What you will do:
Give back all of the data exactly as it appears here.

Supplied material:
________________________________________
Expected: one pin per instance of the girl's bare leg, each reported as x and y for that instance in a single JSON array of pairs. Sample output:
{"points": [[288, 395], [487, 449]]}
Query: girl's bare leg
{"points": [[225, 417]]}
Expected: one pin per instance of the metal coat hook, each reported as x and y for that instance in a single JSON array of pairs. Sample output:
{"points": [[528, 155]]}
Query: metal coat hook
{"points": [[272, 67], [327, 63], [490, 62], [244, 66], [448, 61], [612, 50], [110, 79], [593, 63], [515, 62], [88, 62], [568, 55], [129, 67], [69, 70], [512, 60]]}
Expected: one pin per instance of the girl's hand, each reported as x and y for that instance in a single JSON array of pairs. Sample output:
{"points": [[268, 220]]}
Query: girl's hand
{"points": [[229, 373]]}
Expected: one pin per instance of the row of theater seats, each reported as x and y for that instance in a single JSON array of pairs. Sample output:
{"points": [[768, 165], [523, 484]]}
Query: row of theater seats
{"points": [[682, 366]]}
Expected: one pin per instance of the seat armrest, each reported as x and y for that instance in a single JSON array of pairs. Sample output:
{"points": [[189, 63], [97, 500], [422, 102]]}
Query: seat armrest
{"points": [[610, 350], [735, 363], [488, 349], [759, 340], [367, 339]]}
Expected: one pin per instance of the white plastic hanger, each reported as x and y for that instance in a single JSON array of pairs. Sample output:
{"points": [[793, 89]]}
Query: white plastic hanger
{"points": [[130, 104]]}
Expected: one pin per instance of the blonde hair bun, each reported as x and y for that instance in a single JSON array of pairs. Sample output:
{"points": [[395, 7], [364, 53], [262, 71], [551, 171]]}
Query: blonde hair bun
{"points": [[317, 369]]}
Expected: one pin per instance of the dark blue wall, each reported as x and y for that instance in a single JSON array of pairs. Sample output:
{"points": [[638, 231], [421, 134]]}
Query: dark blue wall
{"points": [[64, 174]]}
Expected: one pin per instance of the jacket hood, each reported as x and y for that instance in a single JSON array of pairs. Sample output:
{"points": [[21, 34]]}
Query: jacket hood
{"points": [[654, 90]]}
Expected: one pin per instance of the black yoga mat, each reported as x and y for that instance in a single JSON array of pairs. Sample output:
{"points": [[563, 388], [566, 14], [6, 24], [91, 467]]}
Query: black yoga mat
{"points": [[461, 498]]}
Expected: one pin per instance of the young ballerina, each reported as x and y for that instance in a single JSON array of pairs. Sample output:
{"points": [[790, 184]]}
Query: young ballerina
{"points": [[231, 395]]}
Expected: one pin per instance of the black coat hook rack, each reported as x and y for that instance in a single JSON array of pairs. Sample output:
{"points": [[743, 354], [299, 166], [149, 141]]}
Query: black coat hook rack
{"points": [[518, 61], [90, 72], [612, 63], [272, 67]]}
________________________________________
Answer to this task:
Expected: one pin per instance of the girl's bare leg, each reported as x and y for that instance in a single JSON array of pairs. Sample output:
{"points": [[288, 395], [487, 449]]}
Query: girl's bare leg
{"points": [[225, 417]]}
Expected: one pin per instance of the metal coat hook, each reported as x and y for that instance in a single JSON array of pairs. Sample output:
{"points": [[528, 155]]}
Query: metal coat hook
{"points": [[272, 67], [327, 63], [490, 62], [244, 66], [448, 61], [612, 50], [110, 79], [593, 63], [515, 62], [88, 62], [568, 55], [129, 67], [69, 70], [512, 60]]}
Expected: one pin per instance of the girl's hand, each reported as x and y for that instance in a single JSON array of pairs. Sample output:
{"points": [[268, 220]]}
Query: girl's hand
{"points": [[229, 373]]}
Expected: one pin per instance of the row of theater seats, each reported as x and y for that instance in a single JSON array of pairs. Sample output:
{"points": [[768, 165], [523, 484]]}
Query: row of theater seats
{"points": [[682, 366]]}
Expected: one pin per instance of the seat armrest, each reported as x and y for that instance in a single JSON array of pairs. Sample output:
{"points": [[189, 63], [97, 500], [422, 102]]}
Query: seat armrest
{"points": [[610, 350], [735, 363], [488, 349], [759, 340], [367, 339]]}
Expected: one pin per instance of the white plastic hanger, each reported as x and y for that instance in a single JSON array of pairs. Sample output:
{"points": [[793, 89]]}
Query: white plastic hanger
{"points": [[130, 104]]}
Expected: one pin per instance of the blonde hair bun, each reported as x and y for that instance in a single JSON array of pairs. Sample output:
{"points": [[395, 7], [364, 53], [262, 71], [551, 171]]}
Query: blonde hair bun
{"points": [[317, 369]]}
Expected: one pin per instance of the dark blue wall, each reported as x and y for that instance in a single JSON array of pairs. Sample output:
{"points": [[638, 231], [421, 134]]}
Query: dark blue wall
{"points": [[64, 174]]}
Expected: one pin per instance of the jacket hood, each reported as x and y for that instance in a single JSON array of pairs. Sample output:
{"points": [[21, 34]]}
Query: jacket hood
{"points": [[654, 90]]}
Expected: one pin per instance of the black yoga mat, each reported as x and y for that instance in a single JSON array of pairs. Sample output:
{"points": [[563, 388], [566, 14], [6, 24], [91, 467]]}
Query: black yoga mat
{"points": [[461, 498]]}
Expected: one pin per instance of the young ballerina, each reported as x and y for that instance in a single JSON array of pairs. Sample output:
{"points": [[790, 184]]}
Query: young ballerina
{"points": [[231, 395]]}
Expected: one pin per instance of the black coat hook rack, each reported as x and y for that instance in a single JSON array of pairs. Sample output:
{"points": [[743, 354], [299, 166], [149, 141]]}
Query: black coat hook rack
{"points": [[518, 61], [90, 72], [612, 63], [272, 67]]}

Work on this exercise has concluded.